Entries shown:
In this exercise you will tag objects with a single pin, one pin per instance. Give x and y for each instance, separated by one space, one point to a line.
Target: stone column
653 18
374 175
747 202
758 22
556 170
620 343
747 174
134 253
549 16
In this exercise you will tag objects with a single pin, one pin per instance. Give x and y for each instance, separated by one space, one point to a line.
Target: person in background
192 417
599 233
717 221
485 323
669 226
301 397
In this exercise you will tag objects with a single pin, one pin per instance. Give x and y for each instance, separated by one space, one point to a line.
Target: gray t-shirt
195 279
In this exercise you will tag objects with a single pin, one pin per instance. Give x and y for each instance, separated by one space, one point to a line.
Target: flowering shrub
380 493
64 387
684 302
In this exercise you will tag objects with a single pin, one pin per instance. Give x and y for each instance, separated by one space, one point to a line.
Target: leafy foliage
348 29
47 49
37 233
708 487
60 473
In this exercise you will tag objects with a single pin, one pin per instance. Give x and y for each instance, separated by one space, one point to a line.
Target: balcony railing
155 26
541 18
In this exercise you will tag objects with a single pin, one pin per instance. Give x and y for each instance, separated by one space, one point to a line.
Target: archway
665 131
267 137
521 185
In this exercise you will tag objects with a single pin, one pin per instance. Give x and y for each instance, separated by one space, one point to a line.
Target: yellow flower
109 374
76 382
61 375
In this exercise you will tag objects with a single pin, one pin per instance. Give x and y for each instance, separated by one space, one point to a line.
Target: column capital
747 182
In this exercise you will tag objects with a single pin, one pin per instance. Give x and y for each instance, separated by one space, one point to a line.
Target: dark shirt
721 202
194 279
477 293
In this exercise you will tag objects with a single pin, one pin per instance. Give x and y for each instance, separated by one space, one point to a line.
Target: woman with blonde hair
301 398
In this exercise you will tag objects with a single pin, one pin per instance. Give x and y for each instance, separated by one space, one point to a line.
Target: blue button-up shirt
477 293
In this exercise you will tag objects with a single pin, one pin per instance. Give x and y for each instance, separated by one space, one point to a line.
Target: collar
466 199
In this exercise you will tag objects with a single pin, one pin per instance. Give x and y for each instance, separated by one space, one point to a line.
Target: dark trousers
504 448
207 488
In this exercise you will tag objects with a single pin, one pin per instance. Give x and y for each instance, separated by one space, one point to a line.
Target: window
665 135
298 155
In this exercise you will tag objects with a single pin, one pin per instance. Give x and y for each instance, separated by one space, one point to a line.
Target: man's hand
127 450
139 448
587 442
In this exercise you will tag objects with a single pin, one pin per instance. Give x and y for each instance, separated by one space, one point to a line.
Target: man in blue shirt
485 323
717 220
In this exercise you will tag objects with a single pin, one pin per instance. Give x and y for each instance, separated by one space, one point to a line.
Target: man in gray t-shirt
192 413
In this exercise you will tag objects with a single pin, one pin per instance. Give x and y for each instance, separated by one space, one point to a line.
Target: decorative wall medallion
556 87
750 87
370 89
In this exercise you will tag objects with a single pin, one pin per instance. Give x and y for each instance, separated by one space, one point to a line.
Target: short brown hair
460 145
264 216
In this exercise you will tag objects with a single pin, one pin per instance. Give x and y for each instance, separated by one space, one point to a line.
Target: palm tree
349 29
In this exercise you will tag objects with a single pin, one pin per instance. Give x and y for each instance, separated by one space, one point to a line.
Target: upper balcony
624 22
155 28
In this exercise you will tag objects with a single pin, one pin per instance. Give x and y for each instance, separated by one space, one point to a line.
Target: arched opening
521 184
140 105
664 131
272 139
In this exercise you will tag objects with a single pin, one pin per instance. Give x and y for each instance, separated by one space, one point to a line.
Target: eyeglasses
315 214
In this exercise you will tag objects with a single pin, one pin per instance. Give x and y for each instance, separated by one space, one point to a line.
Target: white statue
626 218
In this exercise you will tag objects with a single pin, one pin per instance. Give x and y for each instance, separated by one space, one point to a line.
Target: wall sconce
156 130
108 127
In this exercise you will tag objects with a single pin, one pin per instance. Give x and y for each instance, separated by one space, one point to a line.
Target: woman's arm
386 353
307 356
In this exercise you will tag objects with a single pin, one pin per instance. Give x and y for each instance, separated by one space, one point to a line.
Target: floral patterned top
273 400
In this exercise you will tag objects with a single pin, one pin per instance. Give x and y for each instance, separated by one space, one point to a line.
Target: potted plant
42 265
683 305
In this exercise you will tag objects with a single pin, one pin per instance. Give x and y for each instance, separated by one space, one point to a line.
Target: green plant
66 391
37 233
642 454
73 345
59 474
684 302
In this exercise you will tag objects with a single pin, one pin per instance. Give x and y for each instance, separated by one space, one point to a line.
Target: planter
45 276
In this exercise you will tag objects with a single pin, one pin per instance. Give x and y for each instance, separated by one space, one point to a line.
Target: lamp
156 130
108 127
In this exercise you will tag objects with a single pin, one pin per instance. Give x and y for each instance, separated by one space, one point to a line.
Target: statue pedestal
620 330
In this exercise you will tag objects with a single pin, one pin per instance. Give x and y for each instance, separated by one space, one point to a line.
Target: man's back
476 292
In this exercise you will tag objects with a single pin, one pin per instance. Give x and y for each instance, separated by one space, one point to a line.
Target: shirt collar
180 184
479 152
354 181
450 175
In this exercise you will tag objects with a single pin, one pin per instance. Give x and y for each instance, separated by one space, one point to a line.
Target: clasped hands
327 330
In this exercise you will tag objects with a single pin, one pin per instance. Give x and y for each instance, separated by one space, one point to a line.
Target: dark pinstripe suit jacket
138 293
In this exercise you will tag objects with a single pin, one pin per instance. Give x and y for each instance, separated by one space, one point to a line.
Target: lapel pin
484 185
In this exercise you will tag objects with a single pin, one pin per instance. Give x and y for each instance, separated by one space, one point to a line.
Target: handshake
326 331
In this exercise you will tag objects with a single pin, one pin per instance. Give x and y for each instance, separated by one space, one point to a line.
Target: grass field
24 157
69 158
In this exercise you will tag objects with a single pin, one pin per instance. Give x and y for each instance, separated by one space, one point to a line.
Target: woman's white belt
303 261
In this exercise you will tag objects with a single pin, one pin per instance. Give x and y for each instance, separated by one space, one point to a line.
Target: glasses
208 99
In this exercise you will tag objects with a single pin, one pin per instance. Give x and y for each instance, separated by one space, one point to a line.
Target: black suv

Task directions: Could you restate every record above word for word?

Exercise output:
In this exercise you will tag objects with a single pin, one pin per instance. Give x and y for each instance, separated by one space, one point to a line.
Target: stone column
653 18
374 175
747 202
758 22
556 170
620 343
747 174
134 253
549 16
In this exercise you will tag objects with a single pin, one pin per instance. Give x and y for each instance, separated by one space, one point to a line.
Target: person in background
192 417
599 233
717 221
485 323
669 226
301 397
In this exercise you will tag objects with a single pin, one pin per instance. Give x and y for each instance, separated by one space, one point to a line.
Target: gray t-shirt
195 279
In this exercise you will tag objects with a single pin, one pin per instance. Give x and y for each instance, separated by one space, one point to a line.
Target: flowering shrub
380 493
64 387
684 302
In this exercise you will tag objects with a single pin, one pin per instance. Give x and y for each instance, separated by one space, one point to a line.
Target: leafy foliage
348 29
47 49
37 233
708 487
60 473
In this exercise you will tag objects with a single pin, one pin per instance. Give x and y for each instance, separated by one space, one point to a line.
Target: balcony railing
155 26
541 18
In this exercise you will tag objects with a single pin, one pin per instance. Give x and y for each instance, separated by one space, one point to a line.
Target: archway
665 131
267 137
521 185
In this exercise you will tag objects with a single pin, one pin per instance. Give x and y for each instance, separated by one space, one point to a line.
Target: yellow flower
109 374
76 382
61 375
In this exercise you will tag objects with a single pin, one pin per instance. Give x and y for each instance, separated by one space, one point to a line.
Target: column capital
747 182
In this exercise you will tag objects with a single pin, one pin per instance. Give x and y for each instance, separated by one space, one point to a line.
Target: dark shirt
721 202
194 279
477 293
In this exercise you will tag objects with a single pin, one pin per instance. Give x and y for each instance, separated by one space, one point to a line.
Target: woman with blonde hair
301 398
In this exercise you will tag objects with a single pin, one pin per instance. Give x and y for each instance, separated by one space, one point to a line.
Target: blue button-up shirt
477 293
In this exercise you will tag objects with a single pin, one pin per instance. Give x and y for each instance, separated by one space, one point to a line.
Target: collar
466 199
In this exercise you will tag objects with a single pin, one pin per instance. Give x and y for each instance, separated by one space, one point to a line.
Target: dark trousers
504 448
207 488
In this exercise you will tag objects with a single pin, one pin per instance. Give x and y for each instance, separated by one space, one point to a line.
Target: window
665 135
298 155
In this exercise you will tag objects with a single pin, one pin per instance. Give x and y for each instance, separated by one space, one point to a line.
Target: man's hand
127 450
139 448
587 442
In this exercise you will tag objects with a single pin, one pin per instance. Give x and y for each instance, separated by one space, one point to a line.
Target: man in blue shirt
485 323
717 220
In this exercise you will tag objects with a single pin, one pin per instance. Give x and y for each instance, separated by one space, one point to a line.
Target: man in gray t-shirt
192 413
In this exercise you will tag objects with a single pin, one pin per instance. Give x and y for each instance, separated by one space, one point to a line.
Target: decorative wall medallion
556 87
750 87
370 89
In this exercise you will tag objects with a single pin, one pin per instance. Give x and y for each instance, separated by one space, one point to a line.
Target: short brown hair
460 145
264 216
In this exercise you will tag objects with a single pin, one pin per instance. Give x and y for each instance, separated by one space, one point to a line.
Target: palm tree
349 29
In this exercise you will tag objects with a single pin, one pin per instance. Give x and y for each instance, separated by one space, one point to a line.
Target: upper balcony
624 22
155 28
In this exercise you will tag objects with a single pin, one pin per instance. Give x and y for each instance, separated by one space, one point to a line.
Target: arched opening
521 184
140 105
664 131
272 139
In this exercise you will tag objects with a single pin, one pin per instance. Give x and y for each instance, separated by one space, one point to a line.
Target: eyeglasses
315 214
In this exercise you will tag objects with a single pin, one pin per instance. Give x and y for each instance, separated by one space, one point to a line.
Target: white statue
626 218
In this exercise you will tag objects with a single pin, one pin per instance. Give x and y for each instance, separated by one space, one point to a line.
Target: wall sconce
156 130
108 127
In this exercise you will tag objects with a single pin, one pin per instance. Give x and y for each instance, separated by one space, one point to a line.
Target: woman's arm
386 353
307 356
In this exercise you will tag objects with a single pin, one pin per instance. Give x and y for each instance, separated by one space, one point to a line.
Target: floral patterned top
273 400
In this exercise you will tag objects with a single pin, one pin per instance. Give x and y for each instance, separated by one space, one point to a line.
Target: potted plant
42 265
683 305
In this exercise you will tag objects with a single pin, one pin per instance. Give x and y for each instance, separated by one space, one point to a line.
Target: green plant
66 391
37 233
642 454
73 345
59 474
684 302
In this exercise you will tag objects with a single pin, one pin per instance. Give x and y for each instance, separated by one space, one point to a line.
Target: planter
45 276
In this exercise you will tag objects with a single pin, one pin per instance. Give x and y for each instance, separated by one space, one point to a line.
Target: lamp
156 130
108 127
In this exercise you will tag objects with a single pin, one pin per instance. Give x and y for each instance, separated by one space, one point to a line.
Target: statue pedestal
620 330
In this exercise you will tag objects with a single pin, one pin per instance. Give x and y for each instance, separated by one space, one point to a line.
Target: man's back
476 292
In this exercise you will tag objects with a single pin, one pin per instance. Give x and y for each instance, separated by one space, one point to a line.
Target: shirt collar
180 184
479 152
354 181
450 175
In this exercise you will tag objects with a single pin, one pin per instance. Give x and y for each instance, separated by one space, one point to a line.
Target: clasped hands
327 330
In this exercise you will tag objects with a single pin, one pin per instance. Give x and y for each instance, separated by one space, one point to a line.
Target: dark pinstripe suit jacket
138 293
In this exercise you will tag objects with a single pin, one pin per instance. Give x and y for each instance, separated by one space, one point to a line.
Target: lapel pin
484 185
In this exercise you will tag objects with a single pin, one pin per instance. Give x and y for each instance, separated by one space, one point to a line.
Target: handshake
326 331
In this exercise you will tag objects with a single pin, one pin per instance. Give x and y for each instance, separated by one space, one point to a line.
Target: grass field
24 157
69 158
In this exercise you will tag objects with a single pin, one pin per instance. Give x and y for each instance, separated by one space, one point to a line.
Target: woman's white belt
303 261
In this exercise you will tag objects with a single pin, one pin per instance. Give x and y for each instance, separated by one space, one point to a line.
Target: glasses
208 99
In this exercise you will tag objects with a single pin, one pin per instance. Give x and y for each instance, separated by one space, one point to a line.
Target: black suv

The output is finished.